• **Work to complete**:
A – Quote the passage below about Rush Limbaugh's cancer treatment, starting with "Radio host Rush" and going on through "effects might occur.".
B – Write what comes next in the article below about Rush Limbaugh's cancer treatment, picking up after its last sentence.

(Beginning of Source passage)

Wednesday, May 27, 2020

Rush Limbaugh Says : Just waking up is a blessing'

Radio host Rush Limbaugh, who is battling advanced lung cancer, says the latest wave of treatment is leaving him "virtually worthless" and that "just waking up is a blessing."

"There have been many cycles, but this is the third wave, and this current wave, I have to tell you, is kicking my a**," Limbaugh said on his national broadcast Tuesday, his first on-air appearance since Thursday.
"For the last seven days, I have been virtually worthless, virtually useless. I haven't left the house. I haven't done much of anything except just try to rest and relax."
The 69-year-old talk-show star noted he was well aware such harmful effects might occur.
"Nothing is happening that was not told me to me," he explained.
"It's the cost. It's the price that you pay if you make the decision to go ahead and do treatment to try to prolong your life. I'm doing extremely well, all things considered, the fact that I'm even here today.
"Every day, I wake up and the first thing I do is thank God that I did," Limbaugh chuckled. "Just waking up is a blessing."
"I know many of you are praying daily and nightly. I happen to believe that they work. I believe that they are sustaining me, and I pray for the energy to be able to do this. But I have to be ... Folks, I have to be honest. I do not have the energy that I used to have."

Limbaugh repeated his intention to do his top-rated program as often as possible.
"My attitude is this, and the reality is, the day is gonna come where I'm not gonna be able to be here. I don't know when that is – and I'm hoping that it is months, years.

(End of Source passage)
(Beginning of Data listing)

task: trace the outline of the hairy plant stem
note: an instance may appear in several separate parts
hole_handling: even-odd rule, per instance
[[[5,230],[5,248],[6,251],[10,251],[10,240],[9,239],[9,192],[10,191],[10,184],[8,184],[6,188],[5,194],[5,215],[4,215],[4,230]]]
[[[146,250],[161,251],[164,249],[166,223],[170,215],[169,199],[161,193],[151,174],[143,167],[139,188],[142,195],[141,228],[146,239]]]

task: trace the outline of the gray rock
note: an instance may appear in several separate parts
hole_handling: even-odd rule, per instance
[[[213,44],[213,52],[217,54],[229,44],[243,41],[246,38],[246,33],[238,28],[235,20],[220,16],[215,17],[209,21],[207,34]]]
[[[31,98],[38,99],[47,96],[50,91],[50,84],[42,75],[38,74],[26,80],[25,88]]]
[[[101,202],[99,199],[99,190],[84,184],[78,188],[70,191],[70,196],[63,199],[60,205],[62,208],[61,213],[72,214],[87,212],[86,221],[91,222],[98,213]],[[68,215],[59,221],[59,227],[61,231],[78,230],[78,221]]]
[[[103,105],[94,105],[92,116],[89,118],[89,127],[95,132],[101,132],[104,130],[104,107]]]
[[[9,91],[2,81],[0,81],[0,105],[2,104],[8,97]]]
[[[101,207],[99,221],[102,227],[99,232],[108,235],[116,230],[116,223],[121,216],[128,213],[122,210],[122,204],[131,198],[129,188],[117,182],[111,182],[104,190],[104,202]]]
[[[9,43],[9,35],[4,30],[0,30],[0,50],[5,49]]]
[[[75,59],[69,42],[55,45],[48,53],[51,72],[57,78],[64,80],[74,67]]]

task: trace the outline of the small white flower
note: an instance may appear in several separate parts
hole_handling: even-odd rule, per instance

(End of Data listing)

• **Solved problems**:
A –
Radio host Rush Limbaugh, who is battling advanced lung cancer, says the latest wave of treatment is leaving him "virtually worthless" and that "just waking up is a blessing."

"There have been many cycles, but this is the third wave, and this current wave, I have to tell you, is kicking my a**," Limbaugh said on his national broadcast Tuesday, his first on-air appearance since Thursday.
"For the last seven days, I have been virtually worthless, virtually useless. I haven't left the house. I haven't done much of anything except just try to rest and relax."
The 69-year-old talk-show star noted he was well aware such harmful effects might occur.

B –
"I'm hoping that the current cycle that we're in does its magic and starts working on the tumor as the clinical trial drugs did. But regardless, the day is gonna come where it isn't gonna be possible to be here every day – and who knows? It may not be possible to be here for three hours every day. I think I'll be fine today. So I look at this: Any chance to do the show, I'm gonna take it."
He indicated he didn't wish to divulge too much information about his health condition, as everyone knew there was a "toxic component of this:"
If I were to go into much greater detail, you know, the media would start researching everything I said. There would be exposes on what I said, investigations into what I said and whether I was being truthful. I just don't even want to tempt them with it. But I guess the most accurate thing to say is that I've just now begun Week 2 of this third cycle, and each cycle is three weeks, and the impact on the tumor in these three weeks is not expected to be significant.
It's supposed to take a little longer than that. There has been one particular kind of treatment that works in 97% of patients and did not work in me, and it's because of a 1% mutation I have that led to my lung cancer in the first place. That 1% mutation is theorized to nullify the second phase of treatment that we tried, throughout…
Even in the first phase where I was in the midst of a clinical trial – stage two of a clinical trial, not even stage three, and these are relatively brand-new drugs. These are the drugs that kept me out of here for two weeks and I didn't even know where I was. They did a number on the tumor. They shrunk the tumor and related effects. But it would have killed me if I'd have stayed on it.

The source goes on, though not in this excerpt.